Give every line from the entries that contains "patch".

(Task data Opens)

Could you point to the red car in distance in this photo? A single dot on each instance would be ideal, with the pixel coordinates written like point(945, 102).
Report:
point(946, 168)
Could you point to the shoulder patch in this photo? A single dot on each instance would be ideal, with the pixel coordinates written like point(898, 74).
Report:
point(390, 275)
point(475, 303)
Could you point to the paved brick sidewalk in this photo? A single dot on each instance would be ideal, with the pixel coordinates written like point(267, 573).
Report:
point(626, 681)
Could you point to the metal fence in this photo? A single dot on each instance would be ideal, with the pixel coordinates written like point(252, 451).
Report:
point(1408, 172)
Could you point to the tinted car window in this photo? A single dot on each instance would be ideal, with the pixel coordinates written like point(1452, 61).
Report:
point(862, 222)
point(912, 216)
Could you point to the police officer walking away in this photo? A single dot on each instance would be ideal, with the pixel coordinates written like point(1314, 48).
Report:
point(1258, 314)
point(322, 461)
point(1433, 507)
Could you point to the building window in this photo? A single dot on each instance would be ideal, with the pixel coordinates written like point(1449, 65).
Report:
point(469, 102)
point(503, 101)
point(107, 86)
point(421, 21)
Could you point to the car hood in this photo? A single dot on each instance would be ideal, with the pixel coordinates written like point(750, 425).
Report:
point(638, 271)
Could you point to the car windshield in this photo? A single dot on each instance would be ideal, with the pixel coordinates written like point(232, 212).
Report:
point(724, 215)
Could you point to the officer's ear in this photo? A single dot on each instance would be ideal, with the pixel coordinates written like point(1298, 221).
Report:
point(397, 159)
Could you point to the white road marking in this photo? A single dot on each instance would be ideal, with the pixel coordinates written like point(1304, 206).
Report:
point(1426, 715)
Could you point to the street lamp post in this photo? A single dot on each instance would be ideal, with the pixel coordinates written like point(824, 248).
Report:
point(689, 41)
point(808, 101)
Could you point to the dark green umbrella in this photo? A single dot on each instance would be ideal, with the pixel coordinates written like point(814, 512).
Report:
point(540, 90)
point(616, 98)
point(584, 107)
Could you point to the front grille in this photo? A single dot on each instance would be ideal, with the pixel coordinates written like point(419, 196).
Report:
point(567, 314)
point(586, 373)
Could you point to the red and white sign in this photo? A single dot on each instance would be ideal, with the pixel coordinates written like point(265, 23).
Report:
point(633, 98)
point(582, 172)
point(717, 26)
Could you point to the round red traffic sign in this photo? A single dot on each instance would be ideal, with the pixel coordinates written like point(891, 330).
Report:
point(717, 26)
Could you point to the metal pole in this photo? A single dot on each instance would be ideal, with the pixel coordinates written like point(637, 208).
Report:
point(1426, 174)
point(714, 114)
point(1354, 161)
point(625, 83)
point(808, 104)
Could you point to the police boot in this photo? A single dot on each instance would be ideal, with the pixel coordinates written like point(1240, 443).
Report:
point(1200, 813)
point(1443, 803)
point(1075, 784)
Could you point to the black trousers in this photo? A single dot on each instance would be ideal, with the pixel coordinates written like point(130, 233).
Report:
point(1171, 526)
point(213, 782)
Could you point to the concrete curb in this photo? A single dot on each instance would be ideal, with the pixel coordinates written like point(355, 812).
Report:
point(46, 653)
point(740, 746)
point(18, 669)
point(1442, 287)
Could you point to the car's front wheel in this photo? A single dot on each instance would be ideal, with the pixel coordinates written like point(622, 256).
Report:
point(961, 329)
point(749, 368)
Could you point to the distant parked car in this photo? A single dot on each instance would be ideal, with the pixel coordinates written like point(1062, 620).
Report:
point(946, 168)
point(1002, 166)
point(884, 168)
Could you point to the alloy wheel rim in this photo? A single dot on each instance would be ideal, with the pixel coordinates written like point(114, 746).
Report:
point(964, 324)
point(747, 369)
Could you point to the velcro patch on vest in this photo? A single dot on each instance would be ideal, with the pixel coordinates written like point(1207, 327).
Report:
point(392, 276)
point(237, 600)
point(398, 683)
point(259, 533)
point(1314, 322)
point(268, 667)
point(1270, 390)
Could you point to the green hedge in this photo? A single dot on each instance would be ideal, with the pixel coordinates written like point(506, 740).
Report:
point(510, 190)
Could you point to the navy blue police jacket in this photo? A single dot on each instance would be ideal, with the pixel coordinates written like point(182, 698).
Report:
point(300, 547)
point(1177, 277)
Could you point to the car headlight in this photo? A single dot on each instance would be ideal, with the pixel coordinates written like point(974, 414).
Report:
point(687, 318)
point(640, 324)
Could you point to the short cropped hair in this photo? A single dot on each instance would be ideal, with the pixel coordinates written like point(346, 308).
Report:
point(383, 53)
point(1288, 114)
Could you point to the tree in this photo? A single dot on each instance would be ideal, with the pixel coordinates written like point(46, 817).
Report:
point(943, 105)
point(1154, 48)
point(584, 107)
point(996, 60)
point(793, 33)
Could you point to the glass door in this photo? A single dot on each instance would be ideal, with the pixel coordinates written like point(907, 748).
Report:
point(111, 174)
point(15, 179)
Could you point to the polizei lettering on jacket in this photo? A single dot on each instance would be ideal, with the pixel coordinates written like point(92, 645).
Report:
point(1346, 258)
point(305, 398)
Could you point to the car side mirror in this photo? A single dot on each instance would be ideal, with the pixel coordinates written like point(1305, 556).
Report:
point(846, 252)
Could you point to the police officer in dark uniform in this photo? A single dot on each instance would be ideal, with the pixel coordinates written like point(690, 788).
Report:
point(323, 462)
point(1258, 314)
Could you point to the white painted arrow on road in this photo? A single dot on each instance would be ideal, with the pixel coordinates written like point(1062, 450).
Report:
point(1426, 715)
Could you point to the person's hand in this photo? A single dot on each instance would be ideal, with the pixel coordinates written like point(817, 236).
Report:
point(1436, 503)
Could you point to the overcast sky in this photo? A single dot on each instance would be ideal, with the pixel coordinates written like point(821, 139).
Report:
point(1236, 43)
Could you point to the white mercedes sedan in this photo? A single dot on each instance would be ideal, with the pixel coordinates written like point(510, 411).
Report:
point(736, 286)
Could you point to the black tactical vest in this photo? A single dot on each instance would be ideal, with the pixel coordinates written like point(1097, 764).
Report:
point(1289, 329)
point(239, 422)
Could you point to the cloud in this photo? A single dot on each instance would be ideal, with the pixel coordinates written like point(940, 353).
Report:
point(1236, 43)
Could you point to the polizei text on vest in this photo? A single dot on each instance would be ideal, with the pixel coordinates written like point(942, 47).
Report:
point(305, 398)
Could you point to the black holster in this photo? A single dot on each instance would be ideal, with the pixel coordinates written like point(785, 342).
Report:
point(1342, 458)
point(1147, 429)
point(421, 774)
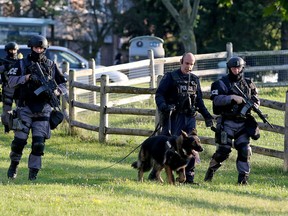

(Task data Closes)

Finished exercise:
Could you point to the shoulder patch in this photo? A single dot on each instance would be ideal, with the pixel coordinates written like point(898, 74).
Could you point to the velcro patch on vest in this photo? A single dot on each instance would be ideal, with the pixel coordinates written like point(1207, 327).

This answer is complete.